* Data in this exercise
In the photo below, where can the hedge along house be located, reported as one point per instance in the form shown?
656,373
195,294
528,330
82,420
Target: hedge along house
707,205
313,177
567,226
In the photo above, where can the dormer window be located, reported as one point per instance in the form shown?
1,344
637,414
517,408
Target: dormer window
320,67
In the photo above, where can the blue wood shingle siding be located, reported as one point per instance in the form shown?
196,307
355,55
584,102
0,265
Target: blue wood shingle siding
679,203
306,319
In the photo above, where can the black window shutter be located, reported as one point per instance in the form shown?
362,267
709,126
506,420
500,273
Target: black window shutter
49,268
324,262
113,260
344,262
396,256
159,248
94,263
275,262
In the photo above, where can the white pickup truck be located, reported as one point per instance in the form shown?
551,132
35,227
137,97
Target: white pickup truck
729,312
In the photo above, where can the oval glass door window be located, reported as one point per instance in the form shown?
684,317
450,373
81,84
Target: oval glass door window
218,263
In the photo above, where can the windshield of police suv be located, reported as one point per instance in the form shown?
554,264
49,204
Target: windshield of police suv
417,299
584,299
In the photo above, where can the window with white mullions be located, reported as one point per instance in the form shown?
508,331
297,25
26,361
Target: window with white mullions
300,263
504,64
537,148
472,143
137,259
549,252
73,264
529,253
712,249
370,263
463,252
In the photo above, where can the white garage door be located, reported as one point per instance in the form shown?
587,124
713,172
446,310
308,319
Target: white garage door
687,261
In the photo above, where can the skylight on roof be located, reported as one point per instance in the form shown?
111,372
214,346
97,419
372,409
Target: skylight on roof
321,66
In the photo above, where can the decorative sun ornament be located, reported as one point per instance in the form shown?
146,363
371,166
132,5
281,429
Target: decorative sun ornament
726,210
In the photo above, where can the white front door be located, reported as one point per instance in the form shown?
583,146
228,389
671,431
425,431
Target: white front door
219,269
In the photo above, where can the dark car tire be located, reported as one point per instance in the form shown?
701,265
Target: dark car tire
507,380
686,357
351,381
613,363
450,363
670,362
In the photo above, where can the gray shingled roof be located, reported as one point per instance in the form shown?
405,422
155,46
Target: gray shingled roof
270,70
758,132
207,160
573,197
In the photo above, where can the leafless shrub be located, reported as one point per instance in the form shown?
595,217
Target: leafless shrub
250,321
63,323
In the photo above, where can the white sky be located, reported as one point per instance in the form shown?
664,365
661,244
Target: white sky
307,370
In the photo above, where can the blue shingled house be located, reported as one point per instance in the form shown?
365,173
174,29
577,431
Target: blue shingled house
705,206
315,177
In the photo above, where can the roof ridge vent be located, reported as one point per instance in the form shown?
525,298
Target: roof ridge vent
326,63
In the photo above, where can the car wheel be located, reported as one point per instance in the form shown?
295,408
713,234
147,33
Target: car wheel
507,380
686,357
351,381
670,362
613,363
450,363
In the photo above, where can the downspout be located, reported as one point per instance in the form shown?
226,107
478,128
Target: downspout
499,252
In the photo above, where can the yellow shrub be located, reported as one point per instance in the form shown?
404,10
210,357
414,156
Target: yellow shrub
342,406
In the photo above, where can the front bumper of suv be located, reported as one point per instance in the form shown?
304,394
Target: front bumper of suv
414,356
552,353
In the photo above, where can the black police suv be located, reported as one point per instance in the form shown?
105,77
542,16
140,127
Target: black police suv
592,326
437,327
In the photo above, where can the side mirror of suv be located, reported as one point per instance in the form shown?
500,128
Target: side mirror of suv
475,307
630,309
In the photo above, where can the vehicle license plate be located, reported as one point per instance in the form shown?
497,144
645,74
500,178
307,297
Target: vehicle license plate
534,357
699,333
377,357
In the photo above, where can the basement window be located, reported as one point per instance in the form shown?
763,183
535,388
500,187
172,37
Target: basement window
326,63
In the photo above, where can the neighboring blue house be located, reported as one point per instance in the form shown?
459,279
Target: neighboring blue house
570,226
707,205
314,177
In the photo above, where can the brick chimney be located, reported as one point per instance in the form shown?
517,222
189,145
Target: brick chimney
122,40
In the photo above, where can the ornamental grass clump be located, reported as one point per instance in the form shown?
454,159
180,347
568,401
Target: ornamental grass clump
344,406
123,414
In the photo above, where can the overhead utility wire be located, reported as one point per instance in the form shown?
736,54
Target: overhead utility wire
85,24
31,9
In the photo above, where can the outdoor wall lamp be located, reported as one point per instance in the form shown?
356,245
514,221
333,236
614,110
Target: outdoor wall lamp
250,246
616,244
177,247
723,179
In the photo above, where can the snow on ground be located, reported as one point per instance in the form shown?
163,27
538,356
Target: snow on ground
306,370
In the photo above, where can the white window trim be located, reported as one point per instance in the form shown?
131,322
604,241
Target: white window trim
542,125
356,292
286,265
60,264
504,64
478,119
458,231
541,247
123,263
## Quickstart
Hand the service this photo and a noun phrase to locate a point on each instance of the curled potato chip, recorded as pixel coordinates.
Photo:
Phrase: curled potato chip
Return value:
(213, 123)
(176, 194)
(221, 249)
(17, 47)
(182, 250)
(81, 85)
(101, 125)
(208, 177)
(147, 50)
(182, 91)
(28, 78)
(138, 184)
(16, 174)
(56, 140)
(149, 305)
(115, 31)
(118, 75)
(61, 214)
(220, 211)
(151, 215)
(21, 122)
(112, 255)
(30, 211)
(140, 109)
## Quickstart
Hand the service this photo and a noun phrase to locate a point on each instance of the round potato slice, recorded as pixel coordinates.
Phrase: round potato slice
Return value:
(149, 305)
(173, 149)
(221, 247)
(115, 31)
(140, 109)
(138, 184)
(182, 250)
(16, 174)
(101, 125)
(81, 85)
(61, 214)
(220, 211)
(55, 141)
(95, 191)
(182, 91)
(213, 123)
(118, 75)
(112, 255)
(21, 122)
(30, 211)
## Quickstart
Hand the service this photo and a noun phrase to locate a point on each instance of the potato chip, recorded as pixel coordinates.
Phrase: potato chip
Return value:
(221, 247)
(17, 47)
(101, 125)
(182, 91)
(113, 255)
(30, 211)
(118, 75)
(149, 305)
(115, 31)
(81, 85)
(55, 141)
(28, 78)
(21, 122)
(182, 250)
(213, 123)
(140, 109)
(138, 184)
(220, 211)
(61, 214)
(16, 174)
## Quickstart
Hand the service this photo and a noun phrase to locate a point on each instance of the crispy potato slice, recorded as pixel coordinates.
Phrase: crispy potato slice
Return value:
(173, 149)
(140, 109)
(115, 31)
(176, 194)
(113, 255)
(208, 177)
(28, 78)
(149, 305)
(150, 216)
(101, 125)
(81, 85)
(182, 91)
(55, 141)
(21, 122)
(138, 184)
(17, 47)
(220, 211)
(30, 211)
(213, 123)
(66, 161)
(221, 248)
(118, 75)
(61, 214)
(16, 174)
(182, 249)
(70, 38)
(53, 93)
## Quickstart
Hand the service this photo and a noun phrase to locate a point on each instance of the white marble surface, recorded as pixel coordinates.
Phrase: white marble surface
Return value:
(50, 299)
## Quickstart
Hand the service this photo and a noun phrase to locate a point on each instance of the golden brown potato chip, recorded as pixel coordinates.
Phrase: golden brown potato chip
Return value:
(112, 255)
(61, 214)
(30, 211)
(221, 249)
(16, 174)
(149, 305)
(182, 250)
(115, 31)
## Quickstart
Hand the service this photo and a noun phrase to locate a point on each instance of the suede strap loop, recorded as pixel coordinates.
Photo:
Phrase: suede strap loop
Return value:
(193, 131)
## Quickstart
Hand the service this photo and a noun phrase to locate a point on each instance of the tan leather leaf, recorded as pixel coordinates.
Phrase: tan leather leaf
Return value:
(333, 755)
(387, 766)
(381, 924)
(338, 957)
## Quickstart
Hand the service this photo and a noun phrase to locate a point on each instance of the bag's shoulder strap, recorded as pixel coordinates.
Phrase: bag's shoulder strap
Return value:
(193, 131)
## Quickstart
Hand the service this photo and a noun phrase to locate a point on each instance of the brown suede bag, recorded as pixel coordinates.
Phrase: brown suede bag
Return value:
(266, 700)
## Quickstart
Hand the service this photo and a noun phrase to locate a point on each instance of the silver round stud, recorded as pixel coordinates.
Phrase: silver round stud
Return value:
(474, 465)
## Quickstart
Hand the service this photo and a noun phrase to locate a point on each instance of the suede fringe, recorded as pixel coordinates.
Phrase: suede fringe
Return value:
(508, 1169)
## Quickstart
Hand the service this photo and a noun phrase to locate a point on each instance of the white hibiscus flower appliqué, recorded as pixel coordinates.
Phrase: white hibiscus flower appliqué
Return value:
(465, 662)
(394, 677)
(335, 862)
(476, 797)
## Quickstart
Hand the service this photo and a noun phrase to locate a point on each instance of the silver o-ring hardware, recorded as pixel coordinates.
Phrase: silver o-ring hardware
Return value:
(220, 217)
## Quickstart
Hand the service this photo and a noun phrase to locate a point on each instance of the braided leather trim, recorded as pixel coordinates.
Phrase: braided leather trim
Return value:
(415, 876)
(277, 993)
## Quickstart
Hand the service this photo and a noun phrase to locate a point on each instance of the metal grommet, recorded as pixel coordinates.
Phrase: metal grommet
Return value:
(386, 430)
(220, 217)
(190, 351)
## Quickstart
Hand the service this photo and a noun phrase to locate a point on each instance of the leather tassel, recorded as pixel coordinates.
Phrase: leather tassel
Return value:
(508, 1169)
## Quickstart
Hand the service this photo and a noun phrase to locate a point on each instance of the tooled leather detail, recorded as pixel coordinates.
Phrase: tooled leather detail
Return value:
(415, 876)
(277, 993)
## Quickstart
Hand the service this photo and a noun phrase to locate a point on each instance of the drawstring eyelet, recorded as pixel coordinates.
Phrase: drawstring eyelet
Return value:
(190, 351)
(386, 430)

* Your instructions
Pull out every line of the records above that contains the word "ornamental", treating uppercase and lowercase as different.

* Output of the exercise
In the photo above, where can the ornamental grass clump be located, reported as one point per instance in the form shown?
Target: ornamental grass clump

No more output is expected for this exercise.